WHAT IS BEING ASKED: Please convert the entries into a Markdown table with the columns "Number" and "Entry line," giving each nonblank line its own row.

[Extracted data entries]
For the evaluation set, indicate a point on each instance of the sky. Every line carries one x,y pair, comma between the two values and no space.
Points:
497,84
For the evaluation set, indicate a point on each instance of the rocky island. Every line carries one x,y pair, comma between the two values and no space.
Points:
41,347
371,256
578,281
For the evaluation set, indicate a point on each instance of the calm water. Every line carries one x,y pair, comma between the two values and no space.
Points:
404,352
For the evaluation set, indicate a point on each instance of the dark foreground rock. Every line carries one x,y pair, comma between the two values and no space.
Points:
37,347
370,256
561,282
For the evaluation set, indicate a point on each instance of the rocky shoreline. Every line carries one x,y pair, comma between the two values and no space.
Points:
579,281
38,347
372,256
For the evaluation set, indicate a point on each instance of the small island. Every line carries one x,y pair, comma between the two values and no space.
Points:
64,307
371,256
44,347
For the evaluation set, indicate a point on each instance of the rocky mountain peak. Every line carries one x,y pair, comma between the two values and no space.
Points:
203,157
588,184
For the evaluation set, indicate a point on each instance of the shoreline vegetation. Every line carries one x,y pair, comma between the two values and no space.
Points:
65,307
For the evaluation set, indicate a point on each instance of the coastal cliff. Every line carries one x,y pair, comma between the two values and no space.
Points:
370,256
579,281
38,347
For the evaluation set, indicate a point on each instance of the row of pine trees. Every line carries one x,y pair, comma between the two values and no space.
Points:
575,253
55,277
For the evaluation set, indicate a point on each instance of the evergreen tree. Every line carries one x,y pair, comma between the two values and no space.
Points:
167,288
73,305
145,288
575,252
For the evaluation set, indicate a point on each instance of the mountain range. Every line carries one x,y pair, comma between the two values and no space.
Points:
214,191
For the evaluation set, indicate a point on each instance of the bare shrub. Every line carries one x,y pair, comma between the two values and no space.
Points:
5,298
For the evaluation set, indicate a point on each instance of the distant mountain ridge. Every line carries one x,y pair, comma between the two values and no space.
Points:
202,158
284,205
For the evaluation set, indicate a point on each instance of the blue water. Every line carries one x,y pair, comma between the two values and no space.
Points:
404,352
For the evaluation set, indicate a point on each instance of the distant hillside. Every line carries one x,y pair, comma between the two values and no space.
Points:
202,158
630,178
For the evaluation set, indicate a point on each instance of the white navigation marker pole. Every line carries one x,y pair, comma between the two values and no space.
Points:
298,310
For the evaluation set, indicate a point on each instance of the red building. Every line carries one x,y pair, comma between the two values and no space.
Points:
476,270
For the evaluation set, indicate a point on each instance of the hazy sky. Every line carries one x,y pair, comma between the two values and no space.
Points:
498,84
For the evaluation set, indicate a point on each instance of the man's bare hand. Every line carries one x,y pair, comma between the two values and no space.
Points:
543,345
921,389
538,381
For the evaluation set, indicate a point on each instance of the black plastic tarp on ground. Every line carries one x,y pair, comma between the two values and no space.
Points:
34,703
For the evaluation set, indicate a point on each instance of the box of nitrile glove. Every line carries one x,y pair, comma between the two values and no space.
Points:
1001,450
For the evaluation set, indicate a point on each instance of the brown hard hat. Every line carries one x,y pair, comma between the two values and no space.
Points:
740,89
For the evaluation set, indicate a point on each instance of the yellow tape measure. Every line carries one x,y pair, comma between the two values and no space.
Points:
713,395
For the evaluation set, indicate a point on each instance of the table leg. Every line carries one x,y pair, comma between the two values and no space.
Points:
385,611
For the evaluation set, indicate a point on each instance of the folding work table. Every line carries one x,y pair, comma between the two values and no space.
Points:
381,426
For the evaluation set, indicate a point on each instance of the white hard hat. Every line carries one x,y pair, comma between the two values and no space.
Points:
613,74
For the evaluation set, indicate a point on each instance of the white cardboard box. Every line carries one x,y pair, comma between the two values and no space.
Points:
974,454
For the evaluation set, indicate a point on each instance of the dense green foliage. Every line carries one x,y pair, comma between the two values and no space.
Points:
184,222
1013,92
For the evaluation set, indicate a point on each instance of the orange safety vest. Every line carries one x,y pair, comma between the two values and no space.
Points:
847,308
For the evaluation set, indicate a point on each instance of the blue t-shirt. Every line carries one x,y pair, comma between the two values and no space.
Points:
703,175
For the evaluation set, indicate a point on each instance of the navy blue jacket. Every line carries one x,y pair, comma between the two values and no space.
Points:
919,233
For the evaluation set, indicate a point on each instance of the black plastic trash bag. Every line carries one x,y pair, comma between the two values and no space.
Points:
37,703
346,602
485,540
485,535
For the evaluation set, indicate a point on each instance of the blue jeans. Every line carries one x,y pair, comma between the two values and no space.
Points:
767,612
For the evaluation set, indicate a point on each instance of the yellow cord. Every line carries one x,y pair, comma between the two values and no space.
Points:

RESULT BELOW:
| Number | Entry line |
|---|---|
| 1 | For the evaluation set, indicate a point on each instance of the sky. Every line carries one x,y pair, comma between the two values and no space. |
| 2 | Points: |
| 3 | 497,84 |
| 4 | For the evaluation set, indicate a point on each instance of the rocky island. Every line carries one x,y pair, comma between the two values and no space. |
| 5 | Points: |
| 6 | 41,347 |
| 7 | 371,256 |
| 8 | 578,281 |
| 9 | For the evaluation set, indicate a point on each instance of the calm water. Every line carries one x,y pair, comma between the two values and no space. |
| 10 | Points: |
| 11 | 404,352 |
| 12 | For the evaluation set, indicate a point on each instance of the dark foreground rock. Every line carries one x,y pair, comma between the two values and no space. |
| 13 | Points: |
| 14 | 37,347 |
| 15 | 370,256 |
| 16 | 561,282 |
| 17 | For the evaluation set, indicate a point on each instance of the rocky shoreline. Every line carries one x,y pair, comma between the two values and no space. |
| 18 | Points: |
| 19 | 579,281 |
| 20 | 38,347 |
| 21 | 372,256 |
| 22 | For the evaluation set, indicate a point on each instance of the small island. Every line carries one x,y pair, comma between the two values and no space. |
| 23 | Points: |
| 24 | 64,307 |
| 25 | 371,256 |
| 26 | 44,347 |
| 27 | For the evaluation set, indicate a point on each instance of the rocky mountain peak. Every line carries one x,y pair, comma between the two values and no space. |
| 28 | Points: |
| 29 | 203,157 |
| 30 | 588,184 |
| 31 | For the evaluation set, indicate a point on each instance of the shoreline vegetation. Every line carries one x,y pair, comma between the two values and no space. |
| 32 | Points: |
| 33 | 65,307 |
| 34 | For the evaluation set, indicate a point on each instance of the coastal cliff. Every line carries one x,y pair, comma between the two values and no space. |
| 35 | Points: |
| 36 | 370,256 |
| 37 | 579,281 |
| 38 | 38,347 |
| 39 | For the evaluation set, indicate a point on each instance of the row of pine trees. Every line carries one x,y pair, comma between the two values and no space. |
| 40 | Points: |
| 41 | 575,253 |
| 42 | 55,277 |
| 43 | For the evaluation set, indicate a point on each instance of the evergreen tree. Every line carries one x,y pair, comma between the two values and no space. |
| 44 | Points: |
| 45 | 167,288 |
| 46 | 73,305 |
| 47 | 145,288 |
| 48 | 575,252 |
| 49 | For the evaluation set, indicate a point on each instance of the mountain range. Every line carries one x,y pair, comma between the two values and no space. |
| 50 | Points: |
| 51 | 214,191 |
| 52 | For the evaluation set, indicate a point on each instance of the bare shrub. Every line carries one x,y pair, comma between the two values and no space. |
| 53 | Points: |
| 54 | 5,298 |
| 55 | For the evaluation set, indicate a point on each instance of the distant mountain ridge. Every line carries one x,y pair, comma between the two values and no space. |
| 56 | Points: |
| 57 | 202,158 |
| 58 | 284,205 |
| 59 | For the evaluation set, indicate a point on each instance of the blue water. Every line carries one x,y pair, comma between the two values and no space. |
| 60 | Points: |
| 61 | 404,352 |
| 62 | For the evaluation set, indicate a point on each instance of the distant hillside. Every line carries one x,y pair, comma between the two values and no space. |
| 63 | Points: |
| 64 | 202,158 |
| 65 | 630,178 |
| 66 | For the evaluation set, indicate a point on each instance of the white navigation marker pole. Every line carries one x,y pair, comma between the two values and no space. |
| 67 | Points: |
| 68 | 298,310 |
| 69 | For the evaluation set, indicate a point on each instance of the red building. Every line carries one x,y pair, comma between the two values and no space. |
| 70 | Points: |
| 71 | 476,270 |
| 72 | For the evaluation set, indicate a point on each instance of the hazy sky. Every line carries one x,y pair, comma between the two values and no space. |
| 73 | Points: |
| 74 | 498,84 |
| 75 | For the evaluation set, indicate a point on each instance of the man's bare hand. Every line carries one x,y pair, comma between the two values and no space. |
| 76 | Points: |
| 77 | 543,345 |
| 78 | 921,389 |
| 79 | 538,381 |
| 80 | For the evaluation set, indicate a point on each instance of the black plastic tarp on ground. Every line carries one x,y pair, comma between the two values and no space. |
| 81 | Points: |
| 82 | 34,703 |
| 83 | For the evaluation set, indicate a point on each instance of the box of nitrile glove. Every line carries one x,y pair, comma between the two values and no space. |
| 84 | Points: |
| 85 | 1001,450 |
| 86 | For the evaluation set, indicate a point on each instance of the brown hard hat. Every line carries one x,y pair, comma between the two values and no space. |
| 87 | Points: |
| 88 | 740,89 |
| 89 | For the evaluation set, indicate a point on each instance of the yellow tape measure. Every line carries one x,y pair, comma between the two values and no space. |
| 90 | Points: |
| 91 | 713,395 |
| 92 | For the evaluation set, indicate a point on each instance of the table leg. Every line carries one x,y pair, comma between the two values and no space. |
| 93 | Points: |
| 94 | 385,611 |
| 95 | For the evaluation set, indicate a point on each instance of the folding work table. Every line carries one x,y pair, comma between the two values and no space. |
| 96 | Points: |
| 97 | 381,426 |
| 98 | For the evaluation set, indicate a point on each instance of the white hard hat. Every line carries one x,y pair, comma between the two values and no space. |
| 99 | Points: |
| 100 | 613,74 |
| 101 | For the evaluation set, indicate a point on each instance of the white cardboard box. Every line carries one x,y pair, comma between the two values and no space. |
| 102 | Points: |
| 103 | 974,454 |
| 104 | For the evaluation set, indicate a point on each instance of the dense green foliage. Every line carries one x,y pair, comma between the two values and no space. |
| 105 | Points: |
| 106 | 184,222 |
| 107 | 1013,92 |
| 108 | For the evaluation set, indicate a point on each instance of the orange safety vest. Every line carries one x,y pair, comma between the two values and no space. |
| 109 | Points: |
| 110 | 847,308 |
| 111 | For the evaluation set, indicate a point on each instance of the blue t-shirt. Every line carries one x,y pair, comma between the two values and no space. |
| 112 | Points: |
| 113 | 703,175 |
| 114 | For the evaluation set, indicate a point on each instance of the navy blue jacket. Every line carries one x,y pair, comma between the two values and no space. |
| 115 | Points: |
| 116 | 919,233 |
| 117 | For the evaluation set, indicate a point on each instance of the black plastic trash bag. Every line carries one x,y pair, comma between the two values and no space. |
| 118 | Points: |
| 119 | 37,703 |
| 120 | 346,602 |
| 121 | 485,540 |
| 122 | 485,535 |
| 123 | For the evaluation set, indicate a point on each instance of the blue jeans. Every line carries one x,y pair, comma between the two values and no space. |
| 124 | Points: |
| 125 | 767,612 |
| 126 | For the evaluation set, indicate a point on each instance of the yellow cord. Every line carries one x,y pair, comma between the two values and no space. |
| 127 | Points: |